» **Data for this exercise**
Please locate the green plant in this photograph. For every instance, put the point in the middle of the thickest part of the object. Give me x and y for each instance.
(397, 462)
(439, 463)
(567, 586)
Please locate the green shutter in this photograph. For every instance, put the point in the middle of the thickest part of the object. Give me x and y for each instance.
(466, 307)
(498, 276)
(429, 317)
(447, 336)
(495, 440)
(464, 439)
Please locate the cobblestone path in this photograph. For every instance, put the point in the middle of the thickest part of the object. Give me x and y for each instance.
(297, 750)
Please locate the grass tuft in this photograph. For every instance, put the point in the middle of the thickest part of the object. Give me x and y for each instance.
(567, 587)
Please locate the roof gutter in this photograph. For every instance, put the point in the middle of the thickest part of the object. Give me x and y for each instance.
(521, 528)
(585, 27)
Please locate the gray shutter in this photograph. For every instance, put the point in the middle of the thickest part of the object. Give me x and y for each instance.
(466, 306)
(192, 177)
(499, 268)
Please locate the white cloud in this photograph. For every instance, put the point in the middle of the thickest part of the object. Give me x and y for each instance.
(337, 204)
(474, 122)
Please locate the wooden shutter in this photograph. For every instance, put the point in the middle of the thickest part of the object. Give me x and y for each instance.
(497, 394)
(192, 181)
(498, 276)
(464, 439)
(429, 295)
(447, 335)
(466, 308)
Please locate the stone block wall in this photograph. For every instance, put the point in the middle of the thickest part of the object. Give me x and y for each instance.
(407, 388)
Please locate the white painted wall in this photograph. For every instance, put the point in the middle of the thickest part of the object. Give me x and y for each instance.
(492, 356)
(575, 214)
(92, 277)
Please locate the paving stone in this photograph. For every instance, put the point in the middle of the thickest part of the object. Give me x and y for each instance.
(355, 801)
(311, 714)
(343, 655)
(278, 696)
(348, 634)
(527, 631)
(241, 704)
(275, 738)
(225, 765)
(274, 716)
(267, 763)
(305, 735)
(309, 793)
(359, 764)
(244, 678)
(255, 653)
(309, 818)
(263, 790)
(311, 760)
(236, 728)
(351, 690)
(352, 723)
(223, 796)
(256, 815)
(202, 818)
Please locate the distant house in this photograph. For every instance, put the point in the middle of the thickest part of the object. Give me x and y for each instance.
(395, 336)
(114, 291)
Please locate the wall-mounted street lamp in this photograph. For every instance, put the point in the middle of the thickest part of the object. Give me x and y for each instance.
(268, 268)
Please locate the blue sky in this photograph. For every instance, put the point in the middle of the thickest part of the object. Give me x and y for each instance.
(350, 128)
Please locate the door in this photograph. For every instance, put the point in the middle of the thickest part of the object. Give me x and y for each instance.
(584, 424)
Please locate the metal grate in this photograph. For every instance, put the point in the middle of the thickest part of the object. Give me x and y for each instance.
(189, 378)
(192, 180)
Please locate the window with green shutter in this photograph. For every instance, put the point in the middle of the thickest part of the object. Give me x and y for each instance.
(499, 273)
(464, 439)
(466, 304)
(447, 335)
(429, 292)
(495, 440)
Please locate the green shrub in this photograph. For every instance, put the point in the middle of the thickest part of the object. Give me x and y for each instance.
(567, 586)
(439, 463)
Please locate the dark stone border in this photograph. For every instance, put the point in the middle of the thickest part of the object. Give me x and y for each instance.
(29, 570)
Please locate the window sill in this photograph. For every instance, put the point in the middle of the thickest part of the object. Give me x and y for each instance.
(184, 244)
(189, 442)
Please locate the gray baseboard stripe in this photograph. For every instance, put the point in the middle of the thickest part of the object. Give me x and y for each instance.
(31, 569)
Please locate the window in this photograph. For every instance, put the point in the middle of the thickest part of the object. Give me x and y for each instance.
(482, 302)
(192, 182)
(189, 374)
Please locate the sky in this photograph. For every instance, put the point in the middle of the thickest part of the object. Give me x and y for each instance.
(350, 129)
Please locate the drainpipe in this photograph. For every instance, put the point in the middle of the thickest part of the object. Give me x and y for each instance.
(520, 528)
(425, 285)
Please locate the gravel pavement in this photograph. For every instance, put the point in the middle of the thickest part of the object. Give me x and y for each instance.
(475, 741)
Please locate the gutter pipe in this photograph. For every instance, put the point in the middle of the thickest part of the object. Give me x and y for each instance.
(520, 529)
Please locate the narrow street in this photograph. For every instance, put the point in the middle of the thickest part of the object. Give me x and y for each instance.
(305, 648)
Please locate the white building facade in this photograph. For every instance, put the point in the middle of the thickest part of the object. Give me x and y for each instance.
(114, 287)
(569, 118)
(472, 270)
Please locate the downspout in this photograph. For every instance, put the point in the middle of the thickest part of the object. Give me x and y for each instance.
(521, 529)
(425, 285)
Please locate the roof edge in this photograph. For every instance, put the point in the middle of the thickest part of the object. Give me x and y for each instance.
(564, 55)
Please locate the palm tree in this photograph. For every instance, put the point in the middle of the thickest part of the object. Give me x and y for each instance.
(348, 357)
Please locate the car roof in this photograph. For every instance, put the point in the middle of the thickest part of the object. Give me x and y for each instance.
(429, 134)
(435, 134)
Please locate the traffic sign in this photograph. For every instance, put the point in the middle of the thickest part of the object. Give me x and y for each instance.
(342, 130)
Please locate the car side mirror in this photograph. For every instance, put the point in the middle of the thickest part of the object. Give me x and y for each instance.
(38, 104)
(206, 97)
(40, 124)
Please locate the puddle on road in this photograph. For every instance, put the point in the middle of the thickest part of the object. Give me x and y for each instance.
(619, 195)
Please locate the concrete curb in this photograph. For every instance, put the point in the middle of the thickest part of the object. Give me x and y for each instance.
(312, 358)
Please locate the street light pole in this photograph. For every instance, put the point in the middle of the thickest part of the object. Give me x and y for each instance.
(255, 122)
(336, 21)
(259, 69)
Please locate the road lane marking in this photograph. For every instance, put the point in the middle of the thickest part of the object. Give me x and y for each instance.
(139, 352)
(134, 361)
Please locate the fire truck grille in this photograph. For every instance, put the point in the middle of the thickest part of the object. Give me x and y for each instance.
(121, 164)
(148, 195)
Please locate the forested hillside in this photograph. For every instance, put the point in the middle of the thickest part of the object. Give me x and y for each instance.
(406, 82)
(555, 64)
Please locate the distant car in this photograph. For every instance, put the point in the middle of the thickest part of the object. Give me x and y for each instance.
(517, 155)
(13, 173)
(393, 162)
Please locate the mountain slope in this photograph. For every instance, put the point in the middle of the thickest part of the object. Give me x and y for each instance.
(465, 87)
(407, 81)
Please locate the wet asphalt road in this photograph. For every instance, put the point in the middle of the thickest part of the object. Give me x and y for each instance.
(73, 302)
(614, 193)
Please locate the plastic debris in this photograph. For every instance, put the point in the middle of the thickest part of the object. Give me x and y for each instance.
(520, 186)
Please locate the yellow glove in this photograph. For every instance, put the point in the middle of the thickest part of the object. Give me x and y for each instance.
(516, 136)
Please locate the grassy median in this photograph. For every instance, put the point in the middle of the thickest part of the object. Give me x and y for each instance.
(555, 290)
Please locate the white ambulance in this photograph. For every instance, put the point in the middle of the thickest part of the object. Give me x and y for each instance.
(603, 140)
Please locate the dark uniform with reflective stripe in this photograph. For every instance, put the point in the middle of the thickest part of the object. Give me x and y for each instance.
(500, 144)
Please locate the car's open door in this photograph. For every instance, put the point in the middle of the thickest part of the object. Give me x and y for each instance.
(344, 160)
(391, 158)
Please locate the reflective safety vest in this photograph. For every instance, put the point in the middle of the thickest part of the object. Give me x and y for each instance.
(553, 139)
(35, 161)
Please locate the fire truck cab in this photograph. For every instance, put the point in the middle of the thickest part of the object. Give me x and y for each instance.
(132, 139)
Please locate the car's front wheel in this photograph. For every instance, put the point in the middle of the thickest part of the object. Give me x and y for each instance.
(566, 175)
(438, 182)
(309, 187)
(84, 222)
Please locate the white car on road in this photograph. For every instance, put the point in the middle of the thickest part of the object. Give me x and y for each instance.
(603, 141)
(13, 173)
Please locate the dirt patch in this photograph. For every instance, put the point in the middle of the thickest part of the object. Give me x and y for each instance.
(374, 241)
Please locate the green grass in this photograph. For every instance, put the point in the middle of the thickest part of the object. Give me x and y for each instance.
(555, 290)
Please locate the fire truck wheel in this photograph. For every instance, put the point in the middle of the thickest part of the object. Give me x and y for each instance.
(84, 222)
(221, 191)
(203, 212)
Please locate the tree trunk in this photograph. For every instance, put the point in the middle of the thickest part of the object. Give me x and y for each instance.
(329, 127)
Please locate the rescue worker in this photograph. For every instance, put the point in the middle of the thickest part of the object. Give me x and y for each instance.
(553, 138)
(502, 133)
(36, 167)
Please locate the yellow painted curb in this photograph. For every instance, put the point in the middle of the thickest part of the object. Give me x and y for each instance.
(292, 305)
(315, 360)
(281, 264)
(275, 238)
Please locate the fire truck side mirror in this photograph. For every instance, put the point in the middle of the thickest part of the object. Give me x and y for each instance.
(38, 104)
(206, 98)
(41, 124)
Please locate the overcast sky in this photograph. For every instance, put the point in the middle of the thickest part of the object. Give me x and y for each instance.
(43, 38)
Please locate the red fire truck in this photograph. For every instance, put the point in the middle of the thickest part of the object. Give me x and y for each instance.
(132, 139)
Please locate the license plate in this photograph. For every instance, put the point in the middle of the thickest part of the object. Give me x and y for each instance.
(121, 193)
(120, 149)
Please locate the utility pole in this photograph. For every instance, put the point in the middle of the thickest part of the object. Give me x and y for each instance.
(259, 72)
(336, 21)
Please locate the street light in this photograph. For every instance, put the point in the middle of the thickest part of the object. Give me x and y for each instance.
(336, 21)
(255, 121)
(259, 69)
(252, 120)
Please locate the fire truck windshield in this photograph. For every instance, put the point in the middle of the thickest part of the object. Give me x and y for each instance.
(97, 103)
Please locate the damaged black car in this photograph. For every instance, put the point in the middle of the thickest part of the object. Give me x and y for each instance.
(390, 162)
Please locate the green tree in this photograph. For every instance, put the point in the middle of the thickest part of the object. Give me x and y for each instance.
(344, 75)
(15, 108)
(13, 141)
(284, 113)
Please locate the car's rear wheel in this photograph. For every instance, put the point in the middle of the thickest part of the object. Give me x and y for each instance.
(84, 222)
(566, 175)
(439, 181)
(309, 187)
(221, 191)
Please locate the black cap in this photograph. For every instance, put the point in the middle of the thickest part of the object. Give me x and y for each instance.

» **Short problem**
Extract, unchanged, the closing run of lines that opens with the line containing "Please locate the license" and ends with the last line.

» **Task output**
Please locate the license plate in this photograph. For every instance, put the point in the middle of the thickest part of the object. Give me x and y for each instance.
(121, 193)
(120, 149)
Please locate the utility pole in this photograph. For every instance, put the point in the middle of the thickest part of the object. Give me x and y for each instance.
(259, 72)
(336, 21)
Please locate the street light in this photograph. For every instance, put the point in the middle of the thickest part of the object. Give me x and y for each instance.
(336, 21)
(255, 121)
(259, 69)
(252, 120)
Please locate the fire truck windshield in this photograph. For every instance, put the point in the middle of the thickest part of the object. Give me x and y for each instance.
(97, 103)
Please locate the damaged black car in this photograph. For every instance, put the point in the middle of the thickest part of the object. Give me x and y for each instance.
(390, 162)
Please locate the green tree in this photograph. For every instance, put the point in the middle of the thickest part of the object. Give me x and y for each instance.
(344, 75)
(15, 108)
(13, 141)
(284, 113)
Please locate the car's rear wheel in this photograph. For every instance, put the point in the middle of the thickest part of the object. Give me x and y for each instance.
(84, 222)
(566, 175)
(439, 181)
(309, 187)
(221, 191)
Please locate the black cap in this photograph. For every instance, put the point in the middle of the thickest part of the object. Give me x and y for each instance.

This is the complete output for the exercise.